== Text passage
Wednesday, February 23, 2011

Are you ready, are you ready for the floor?


This weekend I was watching Tim Burton’s Alice in Wonderland. My feelings about the movie were mixed. However, one thing about the movie that I found delightfully refreshing was the opportunity to see an on screen heroine boldly and actively pursuing what is right and just. Watching Alice constantly propelling herself forward toward her goal tapped in to the desire I have for my students to do the same. It left a question echoing in my mind.
How do you get students to jump down the rabbit hole?

One of my continuing challenges as an educator is to create an environment in which my students feel safe taking chances. I have written on this topic before, and I feel it is an appropriate time to return to it now that I have some experience attempting to create such an environment. My first impulse was to shield and protect my students from failure. I figured, if they took a chance and succeeded they would be more comfortable taking them in the future. When lesson planning, I tried to think of all the possible ways my students could make a mistake and then created safeguards within a lesson plan to ensure no such hiccups occurred.

This was very silly.
====
== Supplied material
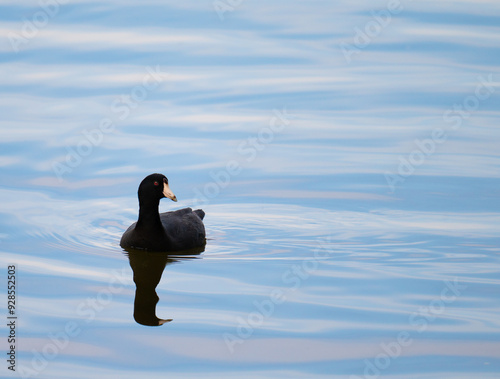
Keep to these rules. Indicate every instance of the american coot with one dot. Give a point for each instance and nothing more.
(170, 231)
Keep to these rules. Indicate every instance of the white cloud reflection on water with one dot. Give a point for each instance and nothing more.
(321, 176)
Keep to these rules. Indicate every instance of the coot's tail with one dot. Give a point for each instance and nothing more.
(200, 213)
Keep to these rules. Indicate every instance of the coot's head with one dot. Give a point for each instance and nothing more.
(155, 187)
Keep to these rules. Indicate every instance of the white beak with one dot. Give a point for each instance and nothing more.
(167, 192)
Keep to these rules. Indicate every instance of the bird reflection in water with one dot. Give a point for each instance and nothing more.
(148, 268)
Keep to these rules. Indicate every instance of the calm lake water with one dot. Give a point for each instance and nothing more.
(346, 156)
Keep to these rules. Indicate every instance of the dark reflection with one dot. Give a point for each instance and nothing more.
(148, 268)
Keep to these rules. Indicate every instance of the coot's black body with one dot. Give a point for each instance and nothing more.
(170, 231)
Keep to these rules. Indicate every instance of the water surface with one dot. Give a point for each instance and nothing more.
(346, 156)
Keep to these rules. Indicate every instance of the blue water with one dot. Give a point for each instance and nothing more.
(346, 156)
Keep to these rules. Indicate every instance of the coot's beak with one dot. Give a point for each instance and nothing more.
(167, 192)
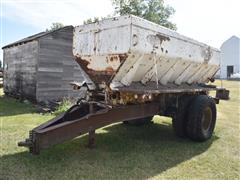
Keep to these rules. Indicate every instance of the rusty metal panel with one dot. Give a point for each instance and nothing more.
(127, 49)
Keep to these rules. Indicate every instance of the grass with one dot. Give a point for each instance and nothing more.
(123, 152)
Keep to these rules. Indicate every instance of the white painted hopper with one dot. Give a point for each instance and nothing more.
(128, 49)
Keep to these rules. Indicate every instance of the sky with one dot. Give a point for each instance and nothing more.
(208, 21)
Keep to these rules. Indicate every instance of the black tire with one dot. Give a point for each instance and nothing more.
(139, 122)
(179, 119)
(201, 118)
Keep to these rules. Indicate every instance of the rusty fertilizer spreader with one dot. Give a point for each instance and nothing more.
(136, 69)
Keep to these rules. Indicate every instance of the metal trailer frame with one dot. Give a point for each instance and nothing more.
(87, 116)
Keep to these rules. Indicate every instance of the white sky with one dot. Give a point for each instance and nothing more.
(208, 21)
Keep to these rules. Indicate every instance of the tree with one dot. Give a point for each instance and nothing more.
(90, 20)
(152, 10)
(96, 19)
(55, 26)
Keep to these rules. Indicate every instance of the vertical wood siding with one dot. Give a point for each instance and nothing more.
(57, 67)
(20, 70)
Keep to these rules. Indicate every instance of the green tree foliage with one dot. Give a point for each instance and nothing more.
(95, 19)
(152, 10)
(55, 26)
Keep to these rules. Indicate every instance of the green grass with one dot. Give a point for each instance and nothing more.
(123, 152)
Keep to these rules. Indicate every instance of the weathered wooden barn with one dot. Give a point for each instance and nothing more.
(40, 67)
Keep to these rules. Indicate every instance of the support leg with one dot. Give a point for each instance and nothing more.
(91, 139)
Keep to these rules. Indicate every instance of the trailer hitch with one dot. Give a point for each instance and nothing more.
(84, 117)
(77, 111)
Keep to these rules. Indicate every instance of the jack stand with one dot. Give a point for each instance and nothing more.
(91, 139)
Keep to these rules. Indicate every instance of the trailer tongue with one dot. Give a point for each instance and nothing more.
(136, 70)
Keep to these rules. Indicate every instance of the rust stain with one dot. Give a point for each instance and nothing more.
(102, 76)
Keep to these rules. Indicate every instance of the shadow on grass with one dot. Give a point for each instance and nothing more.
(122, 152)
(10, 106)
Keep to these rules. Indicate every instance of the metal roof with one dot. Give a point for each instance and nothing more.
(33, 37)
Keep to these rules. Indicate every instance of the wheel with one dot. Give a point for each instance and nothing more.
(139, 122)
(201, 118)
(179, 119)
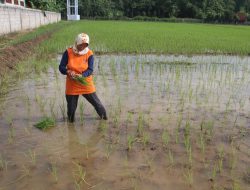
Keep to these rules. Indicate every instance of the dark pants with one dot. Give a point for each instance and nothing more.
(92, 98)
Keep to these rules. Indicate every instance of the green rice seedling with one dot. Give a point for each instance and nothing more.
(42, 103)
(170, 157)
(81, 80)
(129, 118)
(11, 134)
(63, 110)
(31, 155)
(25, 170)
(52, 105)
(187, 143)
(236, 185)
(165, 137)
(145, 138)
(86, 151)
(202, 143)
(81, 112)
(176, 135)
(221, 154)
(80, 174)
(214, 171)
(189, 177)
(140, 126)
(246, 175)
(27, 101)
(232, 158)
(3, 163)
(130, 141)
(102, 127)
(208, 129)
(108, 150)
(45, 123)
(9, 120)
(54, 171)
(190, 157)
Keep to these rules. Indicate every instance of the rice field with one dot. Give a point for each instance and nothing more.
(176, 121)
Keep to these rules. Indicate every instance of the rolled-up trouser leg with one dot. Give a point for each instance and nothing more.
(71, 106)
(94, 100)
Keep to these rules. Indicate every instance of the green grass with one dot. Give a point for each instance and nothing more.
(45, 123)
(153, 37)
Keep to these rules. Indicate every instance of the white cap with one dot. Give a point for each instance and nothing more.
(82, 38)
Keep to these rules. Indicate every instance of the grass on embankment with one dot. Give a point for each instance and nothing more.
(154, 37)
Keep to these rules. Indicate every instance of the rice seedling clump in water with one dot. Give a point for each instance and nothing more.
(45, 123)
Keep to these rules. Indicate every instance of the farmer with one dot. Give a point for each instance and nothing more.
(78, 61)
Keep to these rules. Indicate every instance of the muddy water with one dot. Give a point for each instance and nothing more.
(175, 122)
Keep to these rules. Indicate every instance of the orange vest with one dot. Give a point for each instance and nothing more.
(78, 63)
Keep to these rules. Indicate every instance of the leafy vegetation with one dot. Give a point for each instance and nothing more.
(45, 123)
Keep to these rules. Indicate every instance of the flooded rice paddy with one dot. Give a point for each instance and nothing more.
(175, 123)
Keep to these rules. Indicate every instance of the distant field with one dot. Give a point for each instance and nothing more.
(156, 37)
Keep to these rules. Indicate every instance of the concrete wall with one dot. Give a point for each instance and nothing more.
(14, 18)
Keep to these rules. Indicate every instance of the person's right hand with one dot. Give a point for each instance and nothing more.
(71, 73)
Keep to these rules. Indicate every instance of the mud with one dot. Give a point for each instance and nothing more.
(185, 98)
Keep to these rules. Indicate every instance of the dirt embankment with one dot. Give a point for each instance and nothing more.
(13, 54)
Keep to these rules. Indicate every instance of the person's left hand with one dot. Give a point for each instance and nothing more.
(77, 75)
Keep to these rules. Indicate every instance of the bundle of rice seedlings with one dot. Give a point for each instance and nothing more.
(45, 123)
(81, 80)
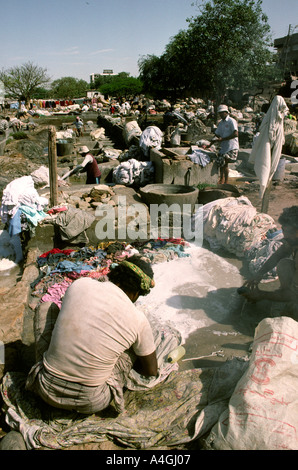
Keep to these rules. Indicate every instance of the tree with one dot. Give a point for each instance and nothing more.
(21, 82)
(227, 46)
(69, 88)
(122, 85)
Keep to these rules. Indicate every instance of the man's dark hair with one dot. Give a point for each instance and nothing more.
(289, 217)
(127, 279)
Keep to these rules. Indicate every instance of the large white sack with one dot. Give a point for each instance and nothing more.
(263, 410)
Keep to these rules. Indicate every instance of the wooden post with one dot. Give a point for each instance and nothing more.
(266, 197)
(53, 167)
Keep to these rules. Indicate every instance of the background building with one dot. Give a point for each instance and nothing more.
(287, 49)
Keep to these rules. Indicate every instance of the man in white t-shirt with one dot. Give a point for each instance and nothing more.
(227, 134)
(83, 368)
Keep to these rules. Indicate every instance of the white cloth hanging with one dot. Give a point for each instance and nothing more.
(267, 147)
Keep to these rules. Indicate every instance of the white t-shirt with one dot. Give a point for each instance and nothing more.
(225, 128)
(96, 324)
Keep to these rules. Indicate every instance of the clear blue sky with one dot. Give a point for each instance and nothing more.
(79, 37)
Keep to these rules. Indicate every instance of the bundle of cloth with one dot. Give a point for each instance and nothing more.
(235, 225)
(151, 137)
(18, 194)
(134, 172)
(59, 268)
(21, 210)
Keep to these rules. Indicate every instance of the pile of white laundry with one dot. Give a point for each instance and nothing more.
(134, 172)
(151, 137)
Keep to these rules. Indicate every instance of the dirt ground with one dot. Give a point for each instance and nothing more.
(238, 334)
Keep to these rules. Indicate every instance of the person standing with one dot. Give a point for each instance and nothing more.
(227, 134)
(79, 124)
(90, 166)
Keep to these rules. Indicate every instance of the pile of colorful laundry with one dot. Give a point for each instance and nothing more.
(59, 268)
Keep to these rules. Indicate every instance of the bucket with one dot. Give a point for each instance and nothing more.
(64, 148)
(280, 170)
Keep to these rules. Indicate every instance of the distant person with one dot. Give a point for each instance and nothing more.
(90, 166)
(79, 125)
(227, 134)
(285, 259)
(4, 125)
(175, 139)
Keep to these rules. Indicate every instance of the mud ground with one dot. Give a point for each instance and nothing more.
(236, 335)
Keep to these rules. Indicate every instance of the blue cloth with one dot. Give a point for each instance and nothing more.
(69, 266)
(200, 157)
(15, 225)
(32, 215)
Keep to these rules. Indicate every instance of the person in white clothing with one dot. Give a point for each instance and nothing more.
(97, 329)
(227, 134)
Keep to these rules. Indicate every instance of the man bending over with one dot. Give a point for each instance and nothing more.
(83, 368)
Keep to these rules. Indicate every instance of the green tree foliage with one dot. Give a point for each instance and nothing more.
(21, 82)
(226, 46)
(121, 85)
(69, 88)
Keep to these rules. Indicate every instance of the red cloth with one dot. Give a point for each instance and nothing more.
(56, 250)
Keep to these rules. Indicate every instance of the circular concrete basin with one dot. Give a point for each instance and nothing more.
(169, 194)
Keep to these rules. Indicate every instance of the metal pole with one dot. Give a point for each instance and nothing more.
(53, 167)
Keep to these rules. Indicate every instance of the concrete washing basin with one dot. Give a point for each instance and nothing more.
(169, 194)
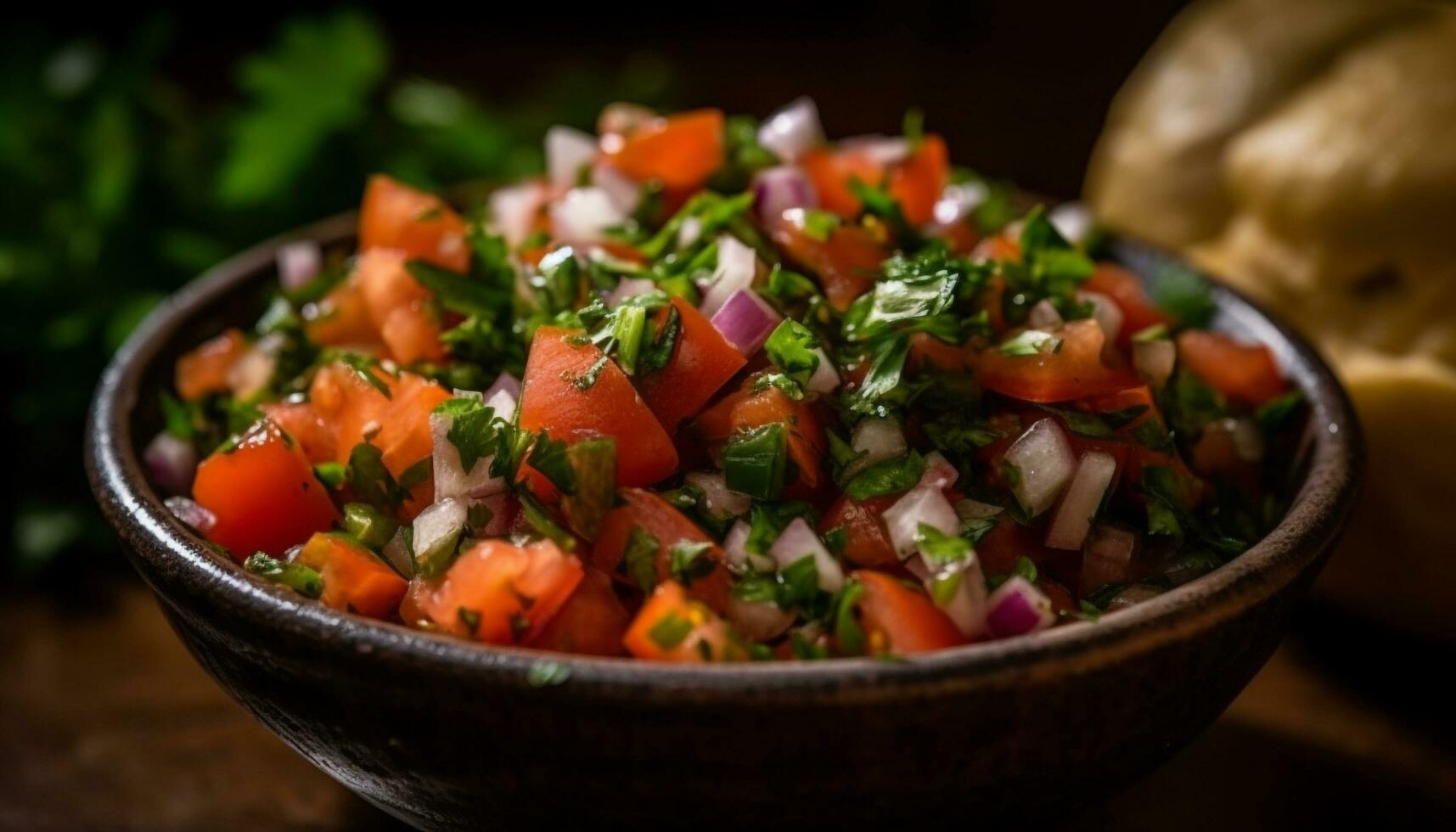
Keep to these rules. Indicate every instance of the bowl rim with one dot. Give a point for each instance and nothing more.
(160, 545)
====
* Given problem: In the body paragraphs of the blog post about getting students to take chances, not counting its date line and heading, list every proper name of a person, character, or film.

* Exercise output:
- Tim Burton
- Alice in Wonderland
- Alice